Records —
· · · · · · ·
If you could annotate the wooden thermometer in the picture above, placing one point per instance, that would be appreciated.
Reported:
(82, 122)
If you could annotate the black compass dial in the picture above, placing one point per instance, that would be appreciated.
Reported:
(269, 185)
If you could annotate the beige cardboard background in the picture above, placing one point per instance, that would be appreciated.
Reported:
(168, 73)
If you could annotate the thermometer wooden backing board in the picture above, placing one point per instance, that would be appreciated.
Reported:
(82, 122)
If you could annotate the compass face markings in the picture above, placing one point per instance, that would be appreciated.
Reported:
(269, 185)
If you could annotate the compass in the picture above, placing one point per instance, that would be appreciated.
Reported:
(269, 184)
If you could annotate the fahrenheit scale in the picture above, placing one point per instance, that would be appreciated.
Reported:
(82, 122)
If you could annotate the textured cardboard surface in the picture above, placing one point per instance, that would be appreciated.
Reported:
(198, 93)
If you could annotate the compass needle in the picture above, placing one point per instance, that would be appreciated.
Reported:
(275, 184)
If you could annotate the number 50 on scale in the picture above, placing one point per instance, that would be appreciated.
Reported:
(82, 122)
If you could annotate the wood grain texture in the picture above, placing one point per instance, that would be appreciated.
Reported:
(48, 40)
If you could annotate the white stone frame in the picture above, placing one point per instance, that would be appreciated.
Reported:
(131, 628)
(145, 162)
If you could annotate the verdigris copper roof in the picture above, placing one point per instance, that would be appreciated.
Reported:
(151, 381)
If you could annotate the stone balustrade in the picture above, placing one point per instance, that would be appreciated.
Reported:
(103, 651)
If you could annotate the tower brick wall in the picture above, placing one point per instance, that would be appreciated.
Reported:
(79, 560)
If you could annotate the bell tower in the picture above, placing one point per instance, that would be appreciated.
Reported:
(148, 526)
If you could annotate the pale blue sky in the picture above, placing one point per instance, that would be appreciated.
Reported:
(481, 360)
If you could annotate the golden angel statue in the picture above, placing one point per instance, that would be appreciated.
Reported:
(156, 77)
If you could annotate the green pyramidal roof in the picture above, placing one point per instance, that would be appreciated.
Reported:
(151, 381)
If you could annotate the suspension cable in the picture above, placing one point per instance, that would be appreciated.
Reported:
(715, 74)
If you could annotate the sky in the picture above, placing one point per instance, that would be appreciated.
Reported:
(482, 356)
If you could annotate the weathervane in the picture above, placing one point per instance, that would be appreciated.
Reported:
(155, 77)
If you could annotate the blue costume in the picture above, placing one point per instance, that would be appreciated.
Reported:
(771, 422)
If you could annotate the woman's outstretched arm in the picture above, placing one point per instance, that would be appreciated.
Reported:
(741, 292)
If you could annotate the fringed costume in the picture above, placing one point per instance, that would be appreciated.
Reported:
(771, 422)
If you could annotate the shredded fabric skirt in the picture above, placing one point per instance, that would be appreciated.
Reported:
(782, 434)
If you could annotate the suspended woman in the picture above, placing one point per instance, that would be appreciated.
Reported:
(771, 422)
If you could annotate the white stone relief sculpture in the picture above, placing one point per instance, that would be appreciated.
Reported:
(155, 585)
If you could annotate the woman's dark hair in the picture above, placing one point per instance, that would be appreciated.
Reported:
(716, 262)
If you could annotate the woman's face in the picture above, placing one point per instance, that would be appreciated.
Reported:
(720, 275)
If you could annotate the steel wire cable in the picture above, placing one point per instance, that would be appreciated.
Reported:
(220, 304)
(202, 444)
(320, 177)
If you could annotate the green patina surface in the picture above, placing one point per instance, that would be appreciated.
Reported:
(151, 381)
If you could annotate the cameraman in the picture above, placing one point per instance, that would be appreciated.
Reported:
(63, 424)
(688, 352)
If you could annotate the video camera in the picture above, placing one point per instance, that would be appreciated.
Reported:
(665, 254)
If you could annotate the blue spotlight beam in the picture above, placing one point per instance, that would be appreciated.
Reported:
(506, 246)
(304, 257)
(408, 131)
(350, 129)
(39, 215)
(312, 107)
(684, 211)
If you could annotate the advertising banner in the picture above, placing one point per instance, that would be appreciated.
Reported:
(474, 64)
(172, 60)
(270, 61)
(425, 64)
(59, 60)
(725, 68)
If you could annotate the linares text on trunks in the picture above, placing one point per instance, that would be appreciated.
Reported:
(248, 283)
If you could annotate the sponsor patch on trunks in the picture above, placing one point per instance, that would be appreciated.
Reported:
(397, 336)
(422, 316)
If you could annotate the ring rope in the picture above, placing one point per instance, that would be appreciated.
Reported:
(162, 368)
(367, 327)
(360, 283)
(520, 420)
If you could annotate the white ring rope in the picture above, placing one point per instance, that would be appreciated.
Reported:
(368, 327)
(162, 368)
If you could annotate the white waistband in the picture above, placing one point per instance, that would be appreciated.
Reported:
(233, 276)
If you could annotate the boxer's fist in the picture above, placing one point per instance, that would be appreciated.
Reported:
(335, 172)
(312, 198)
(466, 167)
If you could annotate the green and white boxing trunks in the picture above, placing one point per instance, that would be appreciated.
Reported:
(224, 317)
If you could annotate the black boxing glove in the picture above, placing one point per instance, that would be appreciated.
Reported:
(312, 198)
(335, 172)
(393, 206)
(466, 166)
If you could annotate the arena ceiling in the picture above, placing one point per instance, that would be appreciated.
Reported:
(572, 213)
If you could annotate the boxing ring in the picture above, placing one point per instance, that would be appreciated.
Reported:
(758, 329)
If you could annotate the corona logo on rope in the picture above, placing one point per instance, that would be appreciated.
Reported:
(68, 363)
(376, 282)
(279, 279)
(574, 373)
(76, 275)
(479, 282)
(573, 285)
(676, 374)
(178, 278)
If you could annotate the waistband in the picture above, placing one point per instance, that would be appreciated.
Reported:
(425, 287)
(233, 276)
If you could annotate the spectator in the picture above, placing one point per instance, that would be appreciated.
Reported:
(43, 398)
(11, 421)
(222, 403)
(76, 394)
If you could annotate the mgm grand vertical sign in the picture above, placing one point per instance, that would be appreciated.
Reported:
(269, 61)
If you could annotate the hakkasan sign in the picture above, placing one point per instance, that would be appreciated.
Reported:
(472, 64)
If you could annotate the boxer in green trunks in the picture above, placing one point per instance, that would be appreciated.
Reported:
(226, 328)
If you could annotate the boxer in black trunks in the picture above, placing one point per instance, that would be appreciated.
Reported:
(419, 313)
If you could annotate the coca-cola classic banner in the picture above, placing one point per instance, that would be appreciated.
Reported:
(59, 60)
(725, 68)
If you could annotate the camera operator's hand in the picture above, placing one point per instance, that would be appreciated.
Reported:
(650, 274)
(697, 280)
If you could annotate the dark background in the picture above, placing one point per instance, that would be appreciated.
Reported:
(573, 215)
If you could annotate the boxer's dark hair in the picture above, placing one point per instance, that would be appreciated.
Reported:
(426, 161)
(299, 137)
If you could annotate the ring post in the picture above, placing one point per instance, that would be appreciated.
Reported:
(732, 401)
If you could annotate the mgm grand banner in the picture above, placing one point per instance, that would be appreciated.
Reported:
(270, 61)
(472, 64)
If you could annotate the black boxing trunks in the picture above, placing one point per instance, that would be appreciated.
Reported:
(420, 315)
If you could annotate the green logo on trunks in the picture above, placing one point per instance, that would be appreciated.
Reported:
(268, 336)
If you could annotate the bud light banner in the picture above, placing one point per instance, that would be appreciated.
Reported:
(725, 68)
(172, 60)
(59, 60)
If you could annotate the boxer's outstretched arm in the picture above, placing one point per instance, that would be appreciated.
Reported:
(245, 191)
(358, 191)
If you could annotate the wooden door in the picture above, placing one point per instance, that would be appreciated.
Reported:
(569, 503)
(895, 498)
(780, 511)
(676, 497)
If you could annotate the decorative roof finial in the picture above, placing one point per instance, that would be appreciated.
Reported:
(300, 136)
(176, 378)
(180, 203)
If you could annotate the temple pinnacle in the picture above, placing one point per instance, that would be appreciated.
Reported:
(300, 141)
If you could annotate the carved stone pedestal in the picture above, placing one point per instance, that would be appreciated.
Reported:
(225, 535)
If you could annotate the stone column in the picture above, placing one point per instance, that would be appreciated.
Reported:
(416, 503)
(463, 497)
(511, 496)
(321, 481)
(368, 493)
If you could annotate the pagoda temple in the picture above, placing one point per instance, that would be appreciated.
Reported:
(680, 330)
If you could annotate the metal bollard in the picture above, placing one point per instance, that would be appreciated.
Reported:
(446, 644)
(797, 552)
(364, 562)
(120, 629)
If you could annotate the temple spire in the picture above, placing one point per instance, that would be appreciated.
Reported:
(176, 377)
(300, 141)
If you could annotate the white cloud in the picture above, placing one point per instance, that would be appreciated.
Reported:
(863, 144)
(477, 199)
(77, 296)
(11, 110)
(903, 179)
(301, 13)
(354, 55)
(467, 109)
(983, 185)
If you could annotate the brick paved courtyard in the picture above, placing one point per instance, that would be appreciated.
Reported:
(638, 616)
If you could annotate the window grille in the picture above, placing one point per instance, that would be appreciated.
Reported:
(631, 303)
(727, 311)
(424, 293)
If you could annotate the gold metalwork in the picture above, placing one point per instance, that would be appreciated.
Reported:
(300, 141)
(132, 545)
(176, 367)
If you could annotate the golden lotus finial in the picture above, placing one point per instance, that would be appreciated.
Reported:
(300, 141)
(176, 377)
· · · · · · ·
The lines to extract from the data above begin with the line containing "If you could annotate the white ring" and end with the line containing "If you could annotate the black boxing glove". Extract them exactly, including both.

Expected answer —
If you could annotate the white ring rope in the picture above, placing one point per instance, that would be appreciated.
Reported:
(368, 327)
(162, 368)
If you could annotate the white waistband in the picture above, placing one point per instance, that would be appreciated.
Reported:
(233, 276)
If you could annotate the boxer's fist in the picture above, placing one point per instance, that would be appreciated.
Reported:
(335, 172)
(312, 198)
(466, 167)
If you could annotate the green and white boxing trunks in the picture above, placing one point per instance, that would be appreciated.
Reported:
(224, 317)
If you could annotate the black boxing glove in the picture above, placing one point per instance, that would be appreciated.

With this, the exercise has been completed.